• DIRECTIONS FOR THIS TASK
Put the lines from the one containing "point at the headlight" through the last line of the rows below, both ends included, into a Markdown table with the columns No. and Line. Number each line in order and skip any blank lines.

• RECORDS SUPPLIED
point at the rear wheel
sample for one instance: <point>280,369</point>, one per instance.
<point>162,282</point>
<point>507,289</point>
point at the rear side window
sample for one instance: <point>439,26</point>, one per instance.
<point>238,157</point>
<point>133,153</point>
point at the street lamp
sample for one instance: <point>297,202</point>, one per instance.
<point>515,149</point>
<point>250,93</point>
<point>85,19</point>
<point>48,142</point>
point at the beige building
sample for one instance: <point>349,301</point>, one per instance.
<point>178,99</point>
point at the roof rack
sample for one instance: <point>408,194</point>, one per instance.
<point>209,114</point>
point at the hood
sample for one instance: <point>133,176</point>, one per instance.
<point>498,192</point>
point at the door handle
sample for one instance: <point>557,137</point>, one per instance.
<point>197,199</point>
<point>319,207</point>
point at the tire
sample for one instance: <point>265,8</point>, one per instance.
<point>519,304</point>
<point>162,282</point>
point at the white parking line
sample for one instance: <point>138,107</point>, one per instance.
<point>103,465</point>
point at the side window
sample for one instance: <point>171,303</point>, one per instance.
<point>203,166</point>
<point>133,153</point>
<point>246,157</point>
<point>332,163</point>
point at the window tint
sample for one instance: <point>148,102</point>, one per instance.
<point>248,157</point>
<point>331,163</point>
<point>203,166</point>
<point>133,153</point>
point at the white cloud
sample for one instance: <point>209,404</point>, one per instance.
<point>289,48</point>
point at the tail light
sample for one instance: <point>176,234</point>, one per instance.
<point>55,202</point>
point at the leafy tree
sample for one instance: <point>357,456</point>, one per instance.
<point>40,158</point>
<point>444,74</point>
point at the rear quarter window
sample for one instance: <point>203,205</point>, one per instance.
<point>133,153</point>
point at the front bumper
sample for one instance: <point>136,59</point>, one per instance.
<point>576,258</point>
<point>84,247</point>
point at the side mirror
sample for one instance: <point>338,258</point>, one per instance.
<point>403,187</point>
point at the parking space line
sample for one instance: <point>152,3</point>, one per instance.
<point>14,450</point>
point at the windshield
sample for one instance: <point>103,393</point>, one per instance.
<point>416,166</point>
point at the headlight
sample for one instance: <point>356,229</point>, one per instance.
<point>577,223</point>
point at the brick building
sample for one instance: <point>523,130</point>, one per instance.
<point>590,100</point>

• FINISHED EXERCISE
| No. | Line |
|---|---|
| 1 | point at the headlight |
| 2 | sample for one instance: <point>356,229</point>, one per instance. |
| 3 | <point>577,223</point> |
| 4 | point at the brick building |
| 5 | sample for one instance: <point>523,130</point>, one per instance. |
| 6 | <point>590,100</point> |